• PEDIDO 1
Resuma em duas frases o trecho sobre emoções e crianças.
• PEDIDO 2
No trecho sobre emoções e crianças, que nome a psicóloga dá às respostas automáticas e descuidadas às necessidades emocionais da criança?
• PEDIDO 3
Prolongue o trecho sobre emoções e crianças a partir do ponto em que ele termina.

• TRECHO DO TEXTO
--------------------

As emoções fazem parte da condição humana, mas, quando estamos culpados ou muito ocupados, fica difícil ativar ou criar repertório para lidar com os afetos. (Isabel Tatit, artista e psicóloga)

Diante disso, muitas famílias podem recorrer a respostas automáticas e descuidadas às necessidades emocionais da criança. É o que a psicóloga chama de “encurtar vocabulário afetivo”. “Quando uma criança sente raiva, tristeza, ou grande alegria é imprescindível que o seu entorno possa acolher, dar sentido e não tamponar rapidamente aquele afeto. Responder a uma birra com grito, ou a uma demanda insistente com um brinquedo, tem encurtado o vocabulário afetivo de crianças e adultos”, explica Isabel.

As crianças são muitas vezes nosso espelho. Já me vi dando bronca nos meus filhos a respeito de algo que eu mesma estava fazendo. Conviver com crianças também é olhar para si o tempo todo. (Natália Timerman, escritora)

--------------------

• DADOS FORNECIDOS

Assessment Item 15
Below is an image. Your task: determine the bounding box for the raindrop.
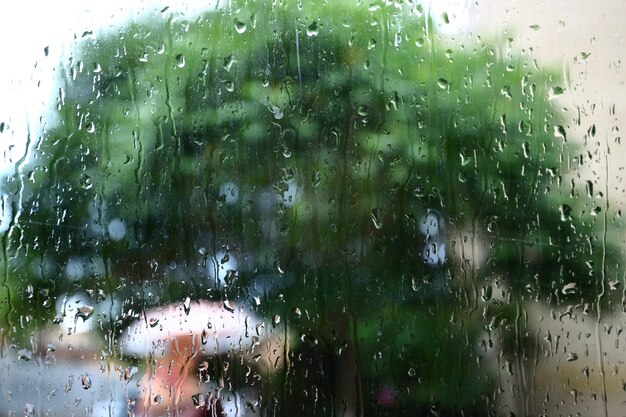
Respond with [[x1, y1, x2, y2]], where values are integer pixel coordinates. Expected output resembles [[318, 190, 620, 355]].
[[124, 366, 139, 383], [224, 54, 237, 72], [175, 54, 185, 68], [561, 282, 577, 295], [559, 204, 572, 222], [224, 300, 235, 313], [306, 20, 319, 36], [80, 375, 91, 389], [554, 125, 567, 140], [80, 175, 93, 190], [17, 349, 33, 361], [191, 394, 205, 409], [548, 87, 564, 100], [74, 306, 93, 321], [371, 208, 383, 230], [107, 219, 126, 242], [235, 19, 247, 33]]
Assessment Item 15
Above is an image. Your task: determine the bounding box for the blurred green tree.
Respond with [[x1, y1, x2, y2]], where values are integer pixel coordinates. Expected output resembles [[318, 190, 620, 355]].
[[3, 2, 614, 415]]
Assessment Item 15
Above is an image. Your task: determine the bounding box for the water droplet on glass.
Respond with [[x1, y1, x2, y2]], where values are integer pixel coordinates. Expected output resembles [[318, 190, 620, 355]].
[[191, 394, 205, 408], [80, 175, 93, 190], [371, 208, 383, 230], [235, 19, 247, 33], [224, 54, 237, 71], [80, 375, 91, 389], [559, 204, 572, 222], [17, 349, 33, 361], [548, 87, 564, 100], [224, 300, 235, 313], [306, 20, 319, 36], [75, 306, 93, 321], [561, 282, 577, 295], [175, 54, 185, 68]]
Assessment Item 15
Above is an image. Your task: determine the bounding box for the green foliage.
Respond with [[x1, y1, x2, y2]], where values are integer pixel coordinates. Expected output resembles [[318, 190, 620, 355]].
[[5, 2, 620, 415]]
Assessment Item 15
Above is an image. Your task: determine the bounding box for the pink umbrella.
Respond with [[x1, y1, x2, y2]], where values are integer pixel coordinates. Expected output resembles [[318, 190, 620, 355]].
[[118, 298, 285, 415], [119, 299, 270, 356]]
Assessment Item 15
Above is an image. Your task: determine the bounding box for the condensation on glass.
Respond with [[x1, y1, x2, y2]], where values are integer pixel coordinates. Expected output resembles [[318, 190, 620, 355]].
[[0, 1, 626, 416]]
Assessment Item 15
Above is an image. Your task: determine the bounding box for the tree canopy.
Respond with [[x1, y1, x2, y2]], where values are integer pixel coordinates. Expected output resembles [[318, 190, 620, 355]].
[[3, 1, 616, 415]]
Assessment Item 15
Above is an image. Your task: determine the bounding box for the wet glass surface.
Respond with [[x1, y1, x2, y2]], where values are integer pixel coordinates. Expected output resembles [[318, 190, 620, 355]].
[[0, 1, 626, 416]]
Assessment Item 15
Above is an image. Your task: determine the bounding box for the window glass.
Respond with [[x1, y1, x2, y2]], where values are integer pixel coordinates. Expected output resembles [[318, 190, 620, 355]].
[[0, 0, 625, 416]]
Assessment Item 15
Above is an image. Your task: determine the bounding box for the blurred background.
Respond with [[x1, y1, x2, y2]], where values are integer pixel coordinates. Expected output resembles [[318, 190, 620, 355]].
[[0, 0, 626, 416]]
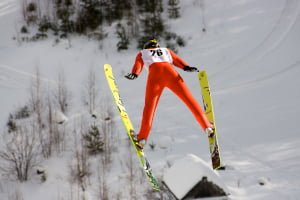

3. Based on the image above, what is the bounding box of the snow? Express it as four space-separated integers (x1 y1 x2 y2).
0 0 300 200
163 154 227 199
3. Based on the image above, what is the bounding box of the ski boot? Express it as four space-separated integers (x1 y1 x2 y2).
205 127 215 137
130 131 146 151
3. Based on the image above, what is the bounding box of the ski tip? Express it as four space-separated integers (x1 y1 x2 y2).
103 64 111 69
216 165 226 170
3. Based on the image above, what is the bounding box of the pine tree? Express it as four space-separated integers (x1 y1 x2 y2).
168 0 180 19
83 125 104 155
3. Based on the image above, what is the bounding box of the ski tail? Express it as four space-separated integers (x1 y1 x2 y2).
198 71 222 169
104 64 160 191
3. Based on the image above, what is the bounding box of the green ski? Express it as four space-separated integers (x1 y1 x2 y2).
104 64 160 191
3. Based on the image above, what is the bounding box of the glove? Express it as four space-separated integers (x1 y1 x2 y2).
125 73 138 80
183 66 199 72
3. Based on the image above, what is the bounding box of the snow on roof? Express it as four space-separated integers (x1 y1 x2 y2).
163 154 227 199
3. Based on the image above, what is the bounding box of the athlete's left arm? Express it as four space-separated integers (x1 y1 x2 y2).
169 49 199 72
168 49 188 69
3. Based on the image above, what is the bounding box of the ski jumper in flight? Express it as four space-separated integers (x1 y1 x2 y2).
125 39 213 148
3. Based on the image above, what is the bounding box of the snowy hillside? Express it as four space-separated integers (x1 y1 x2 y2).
0 0 300 200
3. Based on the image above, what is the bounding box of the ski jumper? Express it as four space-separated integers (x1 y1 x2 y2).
132 48 212 140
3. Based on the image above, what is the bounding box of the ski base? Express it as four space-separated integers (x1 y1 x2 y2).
104 64 160 191
198 71 225 169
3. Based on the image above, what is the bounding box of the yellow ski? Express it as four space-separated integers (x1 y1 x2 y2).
198 71 222 169
104 64 160 191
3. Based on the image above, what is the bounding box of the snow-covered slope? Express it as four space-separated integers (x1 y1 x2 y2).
0 0 300 200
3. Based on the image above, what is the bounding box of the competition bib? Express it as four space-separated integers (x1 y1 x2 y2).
141 48 173 67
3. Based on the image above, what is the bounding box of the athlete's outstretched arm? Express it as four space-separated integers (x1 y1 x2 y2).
125 52 144 80
169 49 199 72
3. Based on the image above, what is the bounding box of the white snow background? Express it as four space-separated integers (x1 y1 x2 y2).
0 0 300 200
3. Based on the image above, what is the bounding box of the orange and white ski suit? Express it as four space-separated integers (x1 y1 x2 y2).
131 48 212 140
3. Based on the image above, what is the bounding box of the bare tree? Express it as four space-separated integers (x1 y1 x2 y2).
0 124 39 182
97 157 109 200
82 68 99 114
54 70 71 113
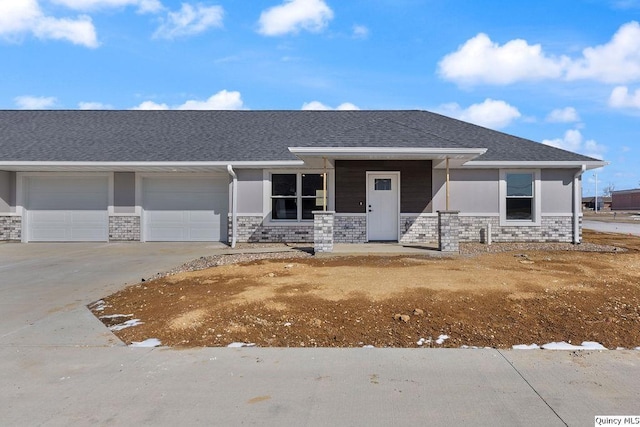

--------------------

• RESPOSTA CORRETA 1
Para a psicóloga Isabel Tatit, quando estamos culpados ou muito ocupados fica difícil lidar com os afetos, e respostas automáticas, como gritar diante de uma birra ou dar um brinquedo diante de uma demanda insistente, encurtam o vocabulário afetivo de crianças e adultos. A escritora Natália Timerman observa que as crianças são muitas vezes nosso espelho e que conviver com elas é olhar para si o tempo todo.

• RESPOSTA CORRETA 2
Encurtar vocabulário afetivo.

• RESPOSTA CORRETA 3
De acordo com Tatit, as adultos são responsáveis por transmitir a cultura para as crianças, mostrando que elas são parte de algo maior e anterior a elas. “É comum nos dias de hoje, as crianças ficarem apartadas dos espaços públicos e a função de inseri-las num pacto social se restringir às figuras familiares", conta..

Principalmente nas classes sociais mais abastadas, os clubes, as escolas privadas e os condomínios criam um muro, dando ilusão de segurança às famílias, privando-as da relação com a alteridade. É muito importante ensinar às crianças que o outro, o diferente, o estrangeiro não são figuras ameaçadoras e, sim, diversas. (Bel Tatit, artista e psicóloga)

Clube do Pepezinho, perspectivas - livro infantil de Dav Pilkey

Em Clube do Pepezinho - Perspectivas, além de diferentes formas de fazer uma história em quadrinhos, os leitores vão ver o que significa perspectiva para além do desenho

Ver é um ato contínuo

"Alvo resolveu prestar atenção nesse verbo: "reparar". "O que seria reparar?", matutou ele. "Olhar bem? Parar para observar?" Alvo achou que era pouco. Foi assim que Alvo descobriu que o verbo "reparar tinha tudo a ver com "reparação". A habilidade de colocar as coisas em outro estado, consertar, restabelecer”. 

O trecho acima faz parte do livro Óculos de cor, lançamento infantojuvenil de autoria de Lilia Schwarcz. Uma obra que provoca leitores das mais diversas idades a trocar as ‘lentes”  de interpretar a realidade, ao refletir como os brancos têm se colocado no lugar de narradores oficiais da História.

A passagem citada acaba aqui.